» Exercise brief
Locate each line in the material below that contains the word "hand", and copy every one of those lines in full.

Entries from a point annotation set
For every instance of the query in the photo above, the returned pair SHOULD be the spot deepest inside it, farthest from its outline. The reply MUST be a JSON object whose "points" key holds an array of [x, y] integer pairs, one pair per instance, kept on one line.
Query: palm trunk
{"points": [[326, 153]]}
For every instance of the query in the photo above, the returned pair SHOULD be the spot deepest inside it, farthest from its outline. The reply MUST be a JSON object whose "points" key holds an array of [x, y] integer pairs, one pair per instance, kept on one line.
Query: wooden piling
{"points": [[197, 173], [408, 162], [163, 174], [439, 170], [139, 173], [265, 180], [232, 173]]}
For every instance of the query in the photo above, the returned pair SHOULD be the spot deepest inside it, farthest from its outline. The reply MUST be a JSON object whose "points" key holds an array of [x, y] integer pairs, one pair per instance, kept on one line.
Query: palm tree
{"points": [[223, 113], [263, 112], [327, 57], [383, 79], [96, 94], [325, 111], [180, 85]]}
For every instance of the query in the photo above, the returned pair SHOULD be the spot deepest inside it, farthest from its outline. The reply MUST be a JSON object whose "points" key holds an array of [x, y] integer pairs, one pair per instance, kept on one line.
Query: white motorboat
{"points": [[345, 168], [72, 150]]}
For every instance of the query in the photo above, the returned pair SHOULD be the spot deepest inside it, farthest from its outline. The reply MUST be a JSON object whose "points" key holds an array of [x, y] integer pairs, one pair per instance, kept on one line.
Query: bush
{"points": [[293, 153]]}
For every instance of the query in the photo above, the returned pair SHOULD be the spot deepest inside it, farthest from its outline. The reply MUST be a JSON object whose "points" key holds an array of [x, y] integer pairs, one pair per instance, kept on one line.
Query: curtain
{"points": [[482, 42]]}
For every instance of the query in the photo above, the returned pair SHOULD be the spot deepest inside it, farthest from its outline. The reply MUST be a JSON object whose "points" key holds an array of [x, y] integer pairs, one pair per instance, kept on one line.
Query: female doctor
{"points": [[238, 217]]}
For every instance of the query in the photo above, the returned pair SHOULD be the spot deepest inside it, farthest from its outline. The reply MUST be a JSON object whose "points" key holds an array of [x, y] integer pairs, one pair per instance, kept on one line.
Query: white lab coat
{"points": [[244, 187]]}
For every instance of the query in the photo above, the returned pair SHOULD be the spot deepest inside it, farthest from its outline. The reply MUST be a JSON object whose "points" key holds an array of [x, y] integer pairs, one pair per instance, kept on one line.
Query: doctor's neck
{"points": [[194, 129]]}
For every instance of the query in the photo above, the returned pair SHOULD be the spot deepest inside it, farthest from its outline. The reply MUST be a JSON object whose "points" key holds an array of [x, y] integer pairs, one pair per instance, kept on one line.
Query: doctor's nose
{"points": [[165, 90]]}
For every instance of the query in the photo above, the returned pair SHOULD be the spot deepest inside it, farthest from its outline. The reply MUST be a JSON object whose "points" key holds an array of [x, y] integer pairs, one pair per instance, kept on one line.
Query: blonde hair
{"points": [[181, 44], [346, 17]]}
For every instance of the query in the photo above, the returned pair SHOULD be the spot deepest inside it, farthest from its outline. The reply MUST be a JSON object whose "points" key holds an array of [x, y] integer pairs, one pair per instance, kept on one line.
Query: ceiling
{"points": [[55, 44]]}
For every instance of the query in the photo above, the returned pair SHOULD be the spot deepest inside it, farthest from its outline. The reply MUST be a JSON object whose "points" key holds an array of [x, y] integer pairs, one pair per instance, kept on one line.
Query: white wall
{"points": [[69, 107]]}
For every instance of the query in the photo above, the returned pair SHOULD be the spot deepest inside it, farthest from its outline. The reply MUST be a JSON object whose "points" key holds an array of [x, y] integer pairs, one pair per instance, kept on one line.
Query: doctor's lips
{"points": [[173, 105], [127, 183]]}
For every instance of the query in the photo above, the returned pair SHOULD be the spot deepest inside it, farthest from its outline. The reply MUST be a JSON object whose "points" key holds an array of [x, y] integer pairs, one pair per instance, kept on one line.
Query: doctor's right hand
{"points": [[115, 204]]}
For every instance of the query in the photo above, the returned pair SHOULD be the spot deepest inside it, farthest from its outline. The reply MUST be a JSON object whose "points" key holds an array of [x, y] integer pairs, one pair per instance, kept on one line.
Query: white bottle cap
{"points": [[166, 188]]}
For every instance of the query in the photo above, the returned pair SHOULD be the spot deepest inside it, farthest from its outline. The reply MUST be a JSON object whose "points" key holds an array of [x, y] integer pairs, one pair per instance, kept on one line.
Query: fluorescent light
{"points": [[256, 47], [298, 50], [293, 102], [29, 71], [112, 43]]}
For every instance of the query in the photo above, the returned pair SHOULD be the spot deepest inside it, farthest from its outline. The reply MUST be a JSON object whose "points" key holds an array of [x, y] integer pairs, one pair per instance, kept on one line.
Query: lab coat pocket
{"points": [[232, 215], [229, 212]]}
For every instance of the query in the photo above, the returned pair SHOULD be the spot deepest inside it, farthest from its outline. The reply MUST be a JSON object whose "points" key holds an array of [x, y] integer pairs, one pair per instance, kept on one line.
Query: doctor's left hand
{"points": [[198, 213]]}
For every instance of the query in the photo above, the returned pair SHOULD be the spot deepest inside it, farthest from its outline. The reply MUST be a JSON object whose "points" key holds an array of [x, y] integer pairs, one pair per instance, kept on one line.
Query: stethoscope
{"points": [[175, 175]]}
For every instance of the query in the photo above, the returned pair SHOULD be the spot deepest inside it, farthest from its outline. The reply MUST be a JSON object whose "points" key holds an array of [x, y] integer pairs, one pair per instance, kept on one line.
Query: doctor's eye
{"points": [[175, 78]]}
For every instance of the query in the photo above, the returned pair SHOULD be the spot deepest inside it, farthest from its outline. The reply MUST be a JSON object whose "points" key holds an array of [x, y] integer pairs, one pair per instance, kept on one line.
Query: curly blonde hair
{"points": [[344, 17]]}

» Completed exercise
Query: doctor's right hand
Query: doctor's left hand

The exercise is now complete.